**Brief:** Return, word for word, the portion of the text on Adolphe Garrigou starting with "Adolphe Garrigou sought" and going on through "foundation in 1882.".

**Study text:**
----

Adolphe Garrigou discovered, among a large quantity of graffiti, a discoidal stele engraved with a five-pointed star. He then engaged in exploring the caves of Ussat, Ornolac, and Bouan. His field research provided evidence that the Sabarthès mountains had indeed served as a refuge for the Cathars. In Ussat, within the cave called "Bethlehem," he found the pentagram engraved in the rock. Inside the Ornolac cave, he discovered a bronze plate depicting a relief sculpture of a dove, identical to those found later at Montségur.

Adolphe Garrigou sought to demonstrate the presence of the Sotiates, a mysterious Aquitainian people mentioned in the Gallic Wars, in Ariège. He became the honorary president of the Ariège Society of Sciences, Literature, and Arts from its foundation in 1882.

== Publications ==
Selected bibliography:

- Garrigou, Adolphe (1889). "78 ans avant l'ère chrétienne. Première campagne des Romains contre les Sotiates, Euskes ou Aquitains."

----

**Referring expression data:**
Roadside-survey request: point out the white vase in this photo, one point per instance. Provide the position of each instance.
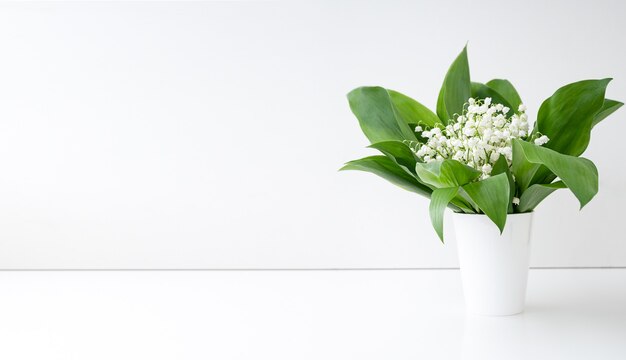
(494, 266)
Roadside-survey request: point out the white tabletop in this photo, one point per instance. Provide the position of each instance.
(388, 314)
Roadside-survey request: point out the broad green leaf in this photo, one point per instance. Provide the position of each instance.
(482, 91)
(567, 116)
(412, 111)
(389, 170)
(438, 202)
(378, 116)
(446, 173)
(578, 174)
(399, 152)
(608, 107)
(536, 193)
(492, 197)
(502, 166)
(456, 89)
(507, 90)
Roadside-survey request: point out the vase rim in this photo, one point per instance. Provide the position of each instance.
(513, 214)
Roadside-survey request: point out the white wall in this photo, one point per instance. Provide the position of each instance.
(208, 135)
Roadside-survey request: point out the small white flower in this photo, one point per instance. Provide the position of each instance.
(541, 140)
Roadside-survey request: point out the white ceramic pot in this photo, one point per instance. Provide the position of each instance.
(494, 266)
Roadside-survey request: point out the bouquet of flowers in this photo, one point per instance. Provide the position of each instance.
(478, 154)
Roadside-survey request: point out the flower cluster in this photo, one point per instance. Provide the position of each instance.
(478, 137)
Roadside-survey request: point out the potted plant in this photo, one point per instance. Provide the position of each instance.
(479, 155)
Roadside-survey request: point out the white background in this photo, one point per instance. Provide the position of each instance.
(208, 135)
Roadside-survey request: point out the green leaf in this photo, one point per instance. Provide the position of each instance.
(507, 90)
(492, 197)
(482, 91)
(399, 152)
(412, 111)
(608, 107)
(438, 203)
(567, 116)
(390, 171)
(446, 173)
(456, 89)
(379, 118)
(536, 193)
(501, 166)
(579, 174)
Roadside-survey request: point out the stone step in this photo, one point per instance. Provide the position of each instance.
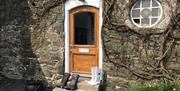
(82, 86)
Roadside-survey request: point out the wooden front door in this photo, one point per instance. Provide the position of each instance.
(84, 39)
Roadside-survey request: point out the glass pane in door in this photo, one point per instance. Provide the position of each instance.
(84, 28)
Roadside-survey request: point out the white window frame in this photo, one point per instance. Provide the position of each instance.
(150, 17)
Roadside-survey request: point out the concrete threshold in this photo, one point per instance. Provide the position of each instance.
(82, 86)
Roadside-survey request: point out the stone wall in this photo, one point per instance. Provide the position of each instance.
(32, 39)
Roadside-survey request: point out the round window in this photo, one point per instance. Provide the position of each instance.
(146, 13)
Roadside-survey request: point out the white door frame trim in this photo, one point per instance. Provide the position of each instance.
(70, 4)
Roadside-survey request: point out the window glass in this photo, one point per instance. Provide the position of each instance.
(145, 3)
(155, 12)
(146, 13)
(136, 13)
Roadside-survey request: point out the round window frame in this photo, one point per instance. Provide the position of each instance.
(150, 25)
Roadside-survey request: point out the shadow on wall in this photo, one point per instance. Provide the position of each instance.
(17, 60)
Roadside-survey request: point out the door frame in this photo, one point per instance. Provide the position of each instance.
(69, 5)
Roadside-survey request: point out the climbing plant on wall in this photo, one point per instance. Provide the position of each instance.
(147, 53)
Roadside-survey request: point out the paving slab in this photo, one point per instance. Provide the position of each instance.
(82, 86)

----

**Solution to the problem:**
Adolphe Garrigou sought to demonstrate the presence of the Sotiates, a mysterious Aquitainian people mentioned in the Gallic Wars, in Ariège. He became the honorary president of the Ariège Society of Sciences, Literature, and Arts from its foundation in 1882.